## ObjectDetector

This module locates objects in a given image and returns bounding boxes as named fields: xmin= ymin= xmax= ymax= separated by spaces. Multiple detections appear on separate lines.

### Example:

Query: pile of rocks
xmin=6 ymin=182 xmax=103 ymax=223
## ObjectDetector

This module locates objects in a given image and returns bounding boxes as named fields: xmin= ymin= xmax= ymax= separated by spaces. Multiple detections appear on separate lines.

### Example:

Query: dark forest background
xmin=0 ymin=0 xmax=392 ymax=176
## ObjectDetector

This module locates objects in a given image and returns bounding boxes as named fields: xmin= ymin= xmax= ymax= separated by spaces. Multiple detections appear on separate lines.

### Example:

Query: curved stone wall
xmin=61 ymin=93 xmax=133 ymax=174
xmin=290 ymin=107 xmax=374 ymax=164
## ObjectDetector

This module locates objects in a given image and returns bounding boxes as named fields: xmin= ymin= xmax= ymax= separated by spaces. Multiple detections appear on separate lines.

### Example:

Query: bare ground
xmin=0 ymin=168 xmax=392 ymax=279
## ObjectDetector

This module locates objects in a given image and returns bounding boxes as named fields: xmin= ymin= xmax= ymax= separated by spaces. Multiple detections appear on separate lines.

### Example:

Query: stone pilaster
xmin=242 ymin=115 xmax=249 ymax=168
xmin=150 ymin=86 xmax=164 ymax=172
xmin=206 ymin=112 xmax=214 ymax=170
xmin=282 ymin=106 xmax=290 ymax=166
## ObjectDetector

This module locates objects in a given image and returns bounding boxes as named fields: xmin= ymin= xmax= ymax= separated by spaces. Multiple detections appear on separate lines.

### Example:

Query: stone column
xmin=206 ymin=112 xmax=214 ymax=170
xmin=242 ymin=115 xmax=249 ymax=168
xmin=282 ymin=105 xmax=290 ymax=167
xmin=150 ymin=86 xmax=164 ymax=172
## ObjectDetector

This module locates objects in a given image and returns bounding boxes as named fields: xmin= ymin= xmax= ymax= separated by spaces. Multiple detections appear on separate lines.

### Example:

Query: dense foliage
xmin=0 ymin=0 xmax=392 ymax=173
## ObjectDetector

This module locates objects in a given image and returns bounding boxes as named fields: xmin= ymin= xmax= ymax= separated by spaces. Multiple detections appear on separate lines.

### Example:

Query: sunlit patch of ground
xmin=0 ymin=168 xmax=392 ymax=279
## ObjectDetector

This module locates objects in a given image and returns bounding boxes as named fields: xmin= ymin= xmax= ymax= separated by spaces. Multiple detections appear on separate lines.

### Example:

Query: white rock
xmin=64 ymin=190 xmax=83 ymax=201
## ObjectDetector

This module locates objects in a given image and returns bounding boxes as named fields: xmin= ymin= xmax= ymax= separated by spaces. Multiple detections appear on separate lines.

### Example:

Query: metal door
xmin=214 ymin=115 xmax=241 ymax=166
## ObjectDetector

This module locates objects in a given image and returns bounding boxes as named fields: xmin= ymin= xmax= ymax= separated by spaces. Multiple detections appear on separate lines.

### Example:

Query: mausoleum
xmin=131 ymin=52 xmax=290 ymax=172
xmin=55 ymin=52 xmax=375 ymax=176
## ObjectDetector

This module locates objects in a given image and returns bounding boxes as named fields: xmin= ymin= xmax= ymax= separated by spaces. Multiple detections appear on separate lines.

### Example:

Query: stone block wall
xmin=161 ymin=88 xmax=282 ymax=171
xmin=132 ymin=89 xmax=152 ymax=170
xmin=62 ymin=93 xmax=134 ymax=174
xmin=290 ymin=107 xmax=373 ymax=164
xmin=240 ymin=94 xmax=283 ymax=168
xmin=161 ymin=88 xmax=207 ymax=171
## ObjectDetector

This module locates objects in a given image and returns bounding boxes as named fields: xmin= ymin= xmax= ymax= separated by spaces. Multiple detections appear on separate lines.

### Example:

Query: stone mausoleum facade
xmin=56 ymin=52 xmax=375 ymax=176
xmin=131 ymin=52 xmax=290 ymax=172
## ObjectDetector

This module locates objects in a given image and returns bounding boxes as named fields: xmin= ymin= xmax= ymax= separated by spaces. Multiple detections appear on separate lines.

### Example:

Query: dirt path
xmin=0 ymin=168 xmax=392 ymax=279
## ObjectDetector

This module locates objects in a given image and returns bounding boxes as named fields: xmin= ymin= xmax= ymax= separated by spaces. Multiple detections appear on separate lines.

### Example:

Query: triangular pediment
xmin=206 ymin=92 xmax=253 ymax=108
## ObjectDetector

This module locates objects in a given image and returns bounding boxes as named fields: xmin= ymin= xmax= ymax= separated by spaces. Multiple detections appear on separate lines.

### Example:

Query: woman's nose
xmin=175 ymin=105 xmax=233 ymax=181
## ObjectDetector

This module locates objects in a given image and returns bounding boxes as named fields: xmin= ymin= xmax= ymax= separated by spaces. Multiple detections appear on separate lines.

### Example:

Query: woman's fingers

◆ ◆ ◆ ◆ ◆ ◆ ◆

**Set exercise:** Go through the listing and print each line exactly as it appears.

**Problem solution:**
## ObjectDetector

This module locates objects in a given image and returns bounding boxes as named fields: xmin= ymin= xmax= ymax= separated by spaces. Multiple detections appear on separate lines.

### Example:

Query: pile of rocks
xmin=6 ymin=182 xmax=103 ymax=223
## ObjectDetector

This module locates objects in a given image and returns bounding boxes as named fields: xmin= ymin= xmax= ymax= separated by spaces. Multiple detections appear on separate lines.

### Example:

Query: dark forest background
xmin=0 ymin=0 xmax=392 ymax=176
## ObjectDetector

This module locates objects in a given image and returns bounding boxes as named fields: xmin= ymin= xmax= ymax= separated by spaces. Multiple detections appear on separate lines.

### Example:

Query: curved stone wall
xmin=61 ymin=93 xmax=133 ymax=174
xmin=290 ymin=107 xmax=374 ymax=164
## ObjectDetector

This module locates objects in a given image and returns bounding boxes as named fields: xmin= ymin= xmax= ymax= separated by spaces. Multiple detections appear on separate lines.

### Example:

Query: bare ground
xmin=0 ymin=168 xmax=392 ymax=279
## ObjectDetector

This module locates objects in a given image and returns bounding boxes as named fields: xmin= ymin= xmax= ymax= separated by spaces. Multiple detections appear on separate lines.

### Example:

Query: stone pilaster
xmin=242 ymin=115 xmax=249 ymax=168
xmin=150 ymin=86 xmax=164 ymax=172
xmin=206 ymin=112 xmax=214 ymax=170
xmin=282 ymin=106 xmax=290 ymax=166
## ObjectDetector

This module locates objects in a given image and returns bounding boxes as named fields: xmin= ymin= xmax= ymax= separated by spaces. Multiple detections appear on separate lines.

### Example:

Query: stone column
xmin=206 ymin=112 xmax=214 ymax=170
xmin=242 ymin=115 xmax=249 ymax=168
xmin=282 ymin=105 xmax=290 ymax=167
xmin=150 ymin=86 xmax=164 ymax=172
## ObjectDetector

This module locates objects in a given image and returns bounding boxes as named fields: xmin= ymin= xmax= ymax= separated by spaces. Multiple detections appear on separate lines.

### Example:

Query: dense foliage
xmin=0 ymin=0 xmax=392 ymax=173
## ObjectDetector

This module locates objects in a given image and returns bounding boxes as named fields: xmin= ymin= xmax= ymax= separated by spaces. Multiple detections appear on separate lines.

### Example:

Query: sunlit patch of ground
xmin=0 ymin=168 xmax=392 ymax=279
## ObjectDetector

This module locates objects in a given image and returns bounding boxes as named fields: xmin= ymin= xmax= ymax= separated by spaces. Multiple detections appear on separate lines.

### Example:

Query: white rock
xmin=64 ymin=190 xmax=83 ymax=201
## ObjectDetector

This module locates objects in a given image and returns bounding boxes as named fields: xmin= ymin= xmax= ymax= separated by spaces. Multiple detections appear on separate lines.

### Example:

Query: metal door
xmin=214 ymin=115 xmax=241 ymax=166
## ObjectDetector

This module locates objects in a given image and returns bounding boxes as named fields: xmin= ymin= xmax= ymax= separated by spaces. Multiple detections appear on separate lines.

### Example:

Query: mausoleum
xmin=131 ymin=52 xmax=290 ymax=172
xmin=55 ymin=52 xmax=375 ymax=176
## ObjectDetector

This module locates objects in a given image and returns bounding boxes as named fields: xmin= ymin= xmax= ymax= separated by spaces. Multiple detections appear on separate lines.

### Example:

Query: stone block wall
xmin=161 ymin=88 xmax=282 ymax=171
xmin=132 ymin=89 xmax=152 ymax=170
xmin=62 ymin=93 xmax=134 ymax=174
xmin=290 ymin=107 xmax=373 ymax=164
xmin=240 ymin=94 xmax=283 ymax=168
xmin=161 ymin=88 xmax=207 ymax=171
## ObjectDetector

This module locates objects in a given image and returns bounding boxes as named fields: xmin= ymin= xmax= ymax= separated by spaces. Multiple detections appear on separate lines.

### Example:

Query: stone mausoleum facade
xmin=56 ymin=52 xmax=375 ymax=176
xmin=131 ymin=52 xmax=290 ymax=172
## ObjectDetector

This module locates objects in a given image and returns bounding boxes as named fields: xmin= ymin= xmax= ymax= separated by spaces. Multiple detections appear on separate lines.

### Example:

Query: dirt path
xmin=0 ymin=168 xmax=392 ymax=279
## ObjectDetector

This module locates objects in a given image and returns bounding boxes as named fields: xmin= ymin= xmax= ymax= separated by spaces. Multiple detections appear on separate lines.

### Example:

Query: triangular pediment
xmin=206 ymin=92 xmax=253 ymax=108
## ObjectDetector

This module locates objects in a given image and returns bounding boxes as named fields: xmin= ymin= xmax= ymax= separated by spaces. Multiple detections appear on separate lines.

### Example:

Query: woman's nose
xmin=175 ymin=105 xmax=233 ymax=181
## ObjectDetector

This module locates objects in a given image and returns bounding boxes as named fields: xmin= ymin= xmax= ymax= separated by spaces. Multiple detections appear on separate lines.

### Example:

Query: woman's fingers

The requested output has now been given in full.